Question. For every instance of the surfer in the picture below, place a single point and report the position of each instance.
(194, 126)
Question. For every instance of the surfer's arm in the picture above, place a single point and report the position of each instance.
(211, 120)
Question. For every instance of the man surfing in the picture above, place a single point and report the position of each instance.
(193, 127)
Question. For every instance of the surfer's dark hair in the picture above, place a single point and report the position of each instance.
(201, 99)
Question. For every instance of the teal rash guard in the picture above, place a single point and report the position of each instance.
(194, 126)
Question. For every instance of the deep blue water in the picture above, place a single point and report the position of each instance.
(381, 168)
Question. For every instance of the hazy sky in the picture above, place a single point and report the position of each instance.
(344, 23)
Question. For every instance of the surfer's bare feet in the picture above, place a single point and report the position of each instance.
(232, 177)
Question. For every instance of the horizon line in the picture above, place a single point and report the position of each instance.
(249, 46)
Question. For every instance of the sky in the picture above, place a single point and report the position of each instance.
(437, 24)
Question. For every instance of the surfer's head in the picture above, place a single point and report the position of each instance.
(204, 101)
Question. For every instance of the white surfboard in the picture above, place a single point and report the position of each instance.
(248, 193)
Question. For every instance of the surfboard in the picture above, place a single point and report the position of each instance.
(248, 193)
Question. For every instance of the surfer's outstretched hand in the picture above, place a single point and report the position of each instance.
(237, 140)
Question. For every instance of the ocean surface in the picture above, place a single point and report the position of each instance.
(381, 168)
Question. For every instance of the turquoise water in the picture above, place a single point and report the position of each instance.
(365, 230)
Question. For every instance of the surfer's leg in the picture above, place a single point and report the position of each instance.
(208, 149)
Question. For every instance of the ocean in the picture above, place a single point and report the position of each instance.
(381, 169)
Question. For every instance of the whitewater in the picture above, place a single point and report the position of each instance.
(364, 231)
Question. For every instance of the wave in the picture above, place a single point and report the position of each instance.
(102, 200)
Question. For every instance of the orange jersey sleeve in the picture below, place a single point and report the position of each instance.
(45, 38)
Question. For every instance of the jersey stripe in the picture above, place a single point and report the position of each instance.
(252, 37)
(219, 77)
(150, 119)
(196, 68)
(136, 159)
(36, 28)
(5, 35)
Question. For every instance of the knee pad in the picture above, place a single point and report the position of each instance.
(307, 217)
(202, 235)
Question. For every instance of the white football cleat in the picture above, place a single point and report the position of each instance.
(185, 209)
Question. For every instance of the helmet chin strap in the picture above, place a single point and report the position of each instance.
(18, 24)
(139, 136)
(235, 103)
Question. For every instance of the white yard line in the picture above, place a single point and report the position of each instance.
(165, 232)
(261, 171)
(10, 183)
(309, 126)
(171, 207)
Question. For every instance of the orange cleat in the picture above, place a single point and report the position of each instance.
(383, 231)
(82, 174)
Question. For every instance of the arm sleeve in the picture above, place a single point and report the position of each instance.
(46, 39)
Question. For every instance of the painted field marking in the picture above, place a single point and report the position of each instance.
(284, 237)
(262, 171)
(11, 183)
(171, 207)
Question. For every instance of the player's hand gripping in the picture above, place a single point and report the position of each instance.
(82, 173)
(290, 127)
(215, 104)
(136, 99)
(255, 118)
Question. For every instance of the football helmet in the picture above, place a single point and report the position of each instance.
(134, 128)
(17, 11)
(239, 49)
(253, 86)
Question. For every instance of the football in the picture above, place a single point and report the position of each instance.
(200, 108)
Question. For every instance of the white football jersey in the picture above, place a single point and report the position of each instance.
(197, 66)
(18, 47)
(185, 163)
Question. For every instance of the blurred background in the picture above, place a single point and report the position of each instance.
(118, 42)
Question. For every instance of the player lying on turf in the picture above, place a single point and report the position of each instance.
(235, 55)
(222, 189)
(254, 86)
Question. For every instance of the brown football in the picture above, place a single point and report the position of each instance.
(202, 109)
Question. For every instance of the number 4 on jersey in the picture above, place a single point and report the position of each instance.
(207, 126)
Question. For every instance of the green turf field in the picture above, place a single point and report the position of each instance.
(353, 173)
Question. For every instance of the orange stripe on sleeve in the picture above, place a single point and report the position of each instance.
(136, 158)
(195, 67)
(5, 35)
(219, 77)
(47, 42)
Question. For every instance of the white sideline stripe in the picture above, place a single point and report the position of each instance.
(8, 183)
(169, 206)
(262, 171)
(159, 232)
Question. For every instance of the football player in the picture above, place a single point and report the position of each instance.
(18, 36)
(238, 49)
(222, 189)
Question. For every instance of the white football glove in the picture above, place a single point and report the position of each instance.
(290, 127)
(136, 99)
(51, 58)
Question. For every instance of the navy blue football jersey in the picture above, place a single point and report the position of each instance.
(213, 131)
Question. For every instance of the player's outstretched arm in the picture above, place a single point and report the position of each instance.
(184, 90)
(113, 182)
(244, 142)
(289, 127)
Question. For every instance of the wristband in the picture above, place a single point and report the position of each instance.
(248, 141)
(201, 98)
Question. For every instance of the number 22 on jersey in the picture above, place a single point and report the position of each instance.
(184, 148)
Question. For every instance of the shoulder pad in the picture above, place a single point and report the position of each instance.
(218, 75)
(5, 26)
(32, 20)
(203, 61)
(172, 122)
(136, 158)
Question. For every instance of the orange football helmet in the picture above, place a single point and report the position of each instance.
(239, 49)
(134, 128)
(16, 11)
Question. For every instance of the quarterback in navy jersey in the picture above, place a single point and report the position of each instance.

——————————

→ **WORK REQUIRED**:
Output the listing above without altering a single character.

→ **EXPECTED OUTPUT**:
Question. For every instance of the surfer in the picture below, place a single point and report the position of each instance.
(194, 126)
Question. For every instance of the surfer's arm in the picture above, place a single point and report the position of each instance.
(211, 120)
Question. For every instance of the man surfing in the picture above, place a single point and report the position of each instance.
(193, 127)
Question. For every instance of the surfer's dark hair in the picture above, place a single point and report the position of each instance.
(201, 99)
Question. For every instance of the teal rash guard in the picture above, place a single point and report the position of each instance.
(194, 126)
Question. For every instance of the deep blue water in the picture above, place a single point and report the position of each instance.
(381, 168)
Question. For every instance of the hazy sky in the picture above, place a single point and report the position of each instance.
(344, 23)
Question. For every instance of the surfer's bare feet in the picture above, place a single point and report the position of each instance.
(232, 177)
Question. For every instance of the horizon line in the picture above, place a single point and report the position of each instance.
(249, 46)
Question. For every instance of the sky in the picture above, place a single point and report the position of each instance.
(437, 24)
Question. For every instance of the surfer's head in the picture above, place a single point and report the position of each instance.
(204, 101)
Question. For every instance of the white surfboard in the picture above, place a single point and report the position of each instance.
(248, 193)
Question. For every instance of the surfboard in the picture above, place a single point and report the position of each instance.
(248, 193)
Question. For every instance of the surfer's outstretched hand in the picture above, place a single point and report the position of each instance.
(237, 140)
Question. For every instance of the ocean surface in the picture above, place a single point and report the position of each instance.
(381, 168)
Question. For every instance of the turquoise water in the picture above, place a single point and report the position of each instance.
(365, 230)
Question. For every instance of the surfer's leg in the picture above, place a single point and report the position of each instance.
(208, 149)
Question. For every instance of the ocean in the picture above, place a single point and report the position of each instance.
(381, 169)
Question. For every instance of the whitewater in the picture above, place a single point and report the position of each instance.
(364, 231)
Question. For every instance of the wave in the picture above, place a single point and report the position of each instance.
(102, 200)
Question. For every instance of the orange jersey sleeve in the picture below, place a single point and report the position of each instance.
(45, 38)
Question. For every instance of the jersey stripe in the picture above, place a single point and report the position of each instance.
(252, 37)
(219, 77)
(150, 119)
(196, 68)
(136, 159)
(36, 28)
(5, 35)
Question. For every instance of the knee pad in the picture above, place a single point and report the position of each instance.
(307, 217)
(202, 235)
Question. For every instance of the white football cleat in the picture above, place a single point and report the position of each instance.
(185, 209)
Question. For every instance of the helmet chin strap in the picture above, place a single point and report the position of each instance.
(18, 24)
(139, 136)
(235, 103)
Question. For every instance of the white yard line in the picture above, place a single point and report the position of each instance.
(165, 232)
(261, 171)
(10, 183)
(309, 126)
(171, 207)
Question. For every instance of the orange cleat in the picture above, place a single point and report the position of each instance.
(383, 231)
(82, 174)
Question. For every instance of the arm sleeve in the picture above, place a single point and report the position of each instance.
(46, 39)
Question. For every instance of the painted field marking in the picture above, place a single point and report the position of each instance.
(284, 237)
(262, 171)
(11, 183)
(171, 207)
Question. For every instance of the player's hand gripping in the picture above, place a single point and report the position of each instance.
(82, 173)
(290, 127)
(215, 104)
(136, 99)
(255, 118)
Question. For every instance of the football helmet in the picture above, place a single point and report the position of each instance.
(134, 128)
(17, 11)
(239, 49)
(253, 86)
Question. For every instance of the football in the picture above, place a single point and report the position of each instance.
(200, 108)
Question. For every instance of the white football jersey in the picture above, place a single point and report the position of each instance.
(197, 66)
(18, 47)
(185, 163)
Question. For every instance of the blurred background in the picture above, place a single point and report the position of each instance.
(118, 42)
Question. For every instance of the player lying on turf in the picture above, place a single point and report the position of each instance.
(235, 55)
(222, 189)
(254, 86)
Question. For every instance of the brown football in the picture above, place a single point and report the position of each instance.
(202, 109)
Question. For every instance of the number 4 on jersey in the picture above, place a single point and report the position of each instance.
(207, 126)
Question. For every instance of the green turf field in the picture above, place a single point and report the position of each instance.
(353, 173)
Question. For every instance of the orange stripe on sleeve in the picture above, place a single point and report the position of each instance.
(136, 158)
(195, 67)
(5, 35)
(219, 77)
(47, 42)
Question. For every instance of the white sideline stripe in the picture above, place a single point and report the position of each instance.
(8, 183)
(169, 206)
(262, 171)
(159, 232)
Question. For every instance of the football player in the picture above, place a single point and report the position of each instance.
(18, 36)
(238, 49)
(222, 189)
Question. For every instance of the white football glove in the picture above, place a single point and report the position of each instance.
(290, 127)
(136, 99)
(51, 58)
Question. For every instance of the navy blue football jersey in the picture above, place a single point and report the position of each instance.
(213, 131)
Question. For every instance of the player's outstretched arm in the picture above, place a single point and report the position of each instance.
(184, 90)
(113, 182)
(244, 142)
(289, 127)
Question. For every instance of the wristband in the picture above, place a single point and report the position of each instance.
(248, 141)
(201, 98)
Question. For every instance of the number 22 on jersey in the picture above, place a single point and report the position of each instance.
(184, 148)
Question. For every instance of the shoulder pad in the picture above, place a single point and report the position of each instance.
(218, 75)
(5, 26)
(32, 20)
(203, 61)
(172, 122)
(136, 158)
Question. For every instance of the orange football helmet in the picture above, place a single point and report the position of each instance.
(239, 49)
(134, 128)
(16, 11)
Question. For every instance of the quarterback in navy jersey in the picture above, place a single point and report the position of each instance.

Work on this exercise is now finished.